[Task to carry out] From the data that follows, print exactly the lines starting at the one containing "Target: school hallway" and ending at the one containing "Target: bulletin board"; include both of them and nothing more.

···

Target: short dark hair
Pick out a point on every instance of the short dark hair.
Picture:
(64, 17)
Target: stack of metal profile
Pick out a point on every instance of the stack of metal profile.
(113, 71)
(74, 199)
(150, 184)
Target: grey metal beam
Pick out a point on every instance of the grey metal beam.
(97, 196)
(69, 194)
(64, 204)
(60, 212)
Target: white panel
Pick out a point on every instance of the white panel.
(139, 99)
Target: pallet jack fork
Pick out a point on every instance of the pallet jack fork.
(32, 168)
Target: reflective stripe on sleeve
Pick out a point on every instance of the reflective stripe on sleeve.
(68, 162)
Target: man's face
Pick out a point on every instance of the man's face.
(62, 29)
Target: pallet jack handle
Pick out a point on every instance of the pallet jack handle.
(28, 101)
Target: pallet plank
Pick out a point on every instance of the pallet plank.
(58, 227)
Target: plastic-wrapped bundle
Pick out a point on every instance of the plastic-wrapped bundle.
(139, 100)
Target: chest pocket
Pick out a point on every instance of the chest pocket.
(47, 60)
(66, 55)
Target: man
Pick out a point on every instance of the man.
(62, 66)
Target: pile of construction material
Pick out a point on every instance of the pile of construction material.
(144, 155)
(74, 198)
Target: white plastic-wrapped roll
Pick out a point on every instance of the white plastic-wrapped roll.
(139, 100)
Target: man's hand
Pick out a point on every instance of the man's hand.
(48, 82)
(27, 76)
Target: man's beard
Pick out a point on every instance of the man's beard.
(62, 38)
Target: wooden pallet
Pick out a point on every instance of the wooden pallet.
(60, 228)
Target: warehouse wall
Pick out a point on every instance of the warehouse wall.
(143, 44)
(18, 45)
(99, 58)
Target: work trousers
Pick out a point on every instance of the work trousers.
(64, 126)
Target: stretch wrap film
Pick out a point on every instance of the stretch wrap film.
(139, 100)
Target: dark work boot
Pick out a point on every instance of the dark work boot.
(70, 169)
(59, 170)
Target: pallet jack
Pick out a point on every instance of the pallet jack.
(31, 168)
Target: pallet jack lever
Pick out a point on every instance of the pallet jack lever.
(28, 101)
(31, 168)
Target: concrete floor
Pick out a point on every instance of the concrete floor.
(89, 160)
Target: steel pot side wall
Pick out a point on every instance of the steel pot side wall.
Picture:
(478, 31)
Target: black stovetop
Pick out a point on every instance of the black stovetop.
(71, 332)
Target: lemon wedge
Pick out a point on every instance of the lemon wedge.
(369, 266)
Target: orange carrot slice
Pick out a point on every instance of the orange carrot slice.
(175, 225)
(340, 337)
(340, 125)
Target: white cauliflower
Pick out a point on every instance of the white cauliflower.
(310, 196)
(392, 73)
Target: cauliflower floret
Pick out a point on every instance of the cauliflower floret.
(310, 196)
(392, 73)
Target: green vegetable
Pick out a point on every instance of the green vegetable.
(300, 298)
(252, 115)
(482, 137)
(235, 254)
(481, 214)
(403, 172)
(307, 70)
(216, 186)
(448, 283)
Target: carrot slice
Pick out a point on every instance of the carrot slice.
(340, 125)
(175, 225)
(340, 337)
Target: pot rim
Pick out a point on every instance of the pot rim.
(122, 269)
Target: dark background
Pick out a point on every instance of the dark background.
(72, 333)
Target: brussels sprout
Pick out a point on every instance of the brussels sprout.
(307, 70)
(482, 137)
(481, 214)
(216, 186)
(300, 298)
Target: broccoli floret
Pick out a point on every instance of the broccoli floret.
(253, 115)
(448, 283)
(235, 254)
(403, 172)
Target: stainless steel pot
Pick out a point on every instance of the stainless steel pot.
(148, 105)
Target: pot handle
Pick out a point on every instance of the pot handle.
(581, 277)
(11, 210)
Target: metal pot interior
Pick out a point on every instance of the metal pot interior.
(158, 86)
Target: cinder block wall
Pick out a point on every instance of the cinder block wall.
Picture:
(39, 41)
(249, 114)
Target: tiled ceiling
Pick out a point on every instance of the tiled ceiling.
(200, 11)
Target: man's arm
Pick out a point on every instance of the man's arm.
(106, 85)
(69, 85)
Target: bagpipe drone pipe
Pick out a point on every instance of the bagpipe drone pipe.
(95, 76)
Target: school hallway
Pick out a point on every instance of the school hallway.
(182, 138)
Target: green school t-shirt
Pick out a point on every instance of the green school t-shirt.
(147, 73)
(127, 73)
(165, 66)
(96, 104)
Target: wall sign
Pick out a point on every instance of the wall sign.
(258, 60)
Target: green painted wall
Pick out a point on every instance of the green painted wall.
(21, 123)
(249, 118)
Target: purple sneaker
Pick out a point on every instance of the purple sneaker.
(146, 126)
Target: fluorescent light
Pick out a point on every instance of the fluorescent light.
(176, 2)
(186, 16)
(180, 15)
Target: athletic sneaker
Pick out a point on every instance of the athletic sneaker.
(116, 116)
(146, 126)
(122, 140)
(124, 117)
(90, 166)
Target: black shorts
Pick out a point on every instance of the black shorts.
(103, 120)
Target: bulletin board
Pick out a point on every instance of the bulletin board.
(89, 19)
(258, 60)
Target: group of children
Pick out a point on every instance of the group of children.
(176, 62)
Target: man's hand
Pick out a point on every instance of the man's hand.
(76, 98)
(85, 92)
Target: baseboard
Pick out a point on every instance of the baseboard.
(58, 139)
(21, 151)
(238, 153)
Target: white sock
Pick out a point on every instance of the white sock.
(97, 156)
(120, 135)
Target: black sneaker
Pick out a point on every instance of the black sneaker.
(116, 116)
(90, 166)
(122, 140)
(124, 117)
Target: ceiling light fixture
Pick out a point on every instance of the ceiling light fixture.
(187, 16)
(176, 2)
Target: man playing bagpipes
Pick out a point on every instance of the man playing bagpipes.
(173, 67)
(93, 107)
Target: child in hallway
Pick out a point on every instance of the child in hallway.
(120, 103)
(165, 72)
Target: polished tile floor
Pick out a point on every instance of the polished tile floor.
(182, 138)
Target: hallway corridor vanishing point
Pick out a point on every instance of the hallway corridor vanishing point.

···

[Solution to this task]
Target: school hallway
Pick out a point on every instance of the school hallway.
(182, 138)
Target: green school t-shirt
Pick out a point on every instance of the green school t-shirt.
(147, 73)
(127, 73)
(165, 66)
(96, 104)
Target: wall sign
Pick out a point on every instance of the wall sign.
(258, 60)
Target: green painted wall
Pick out a point on every instance of the green painted wall.
(21, 123)
(249, 118)
Target: purple sneaker
Pick out a point on every instance of the purple sneaker.
(146, 126)
Target: fluorescent light
Pick out a point on every instance of the fluorescent light.
(176, 2)
(186, 16)
(180, 15)
Target: athletic sneaker
Pick out a point on every instance of the athletic sneaker.
(116, 116)
(146, 126)
(122, 140)
(124, 117)
(90, 166)
Target: black shorts
Pick out a point on every instance of the black shorts.
(103, 120)
Target: bulletin board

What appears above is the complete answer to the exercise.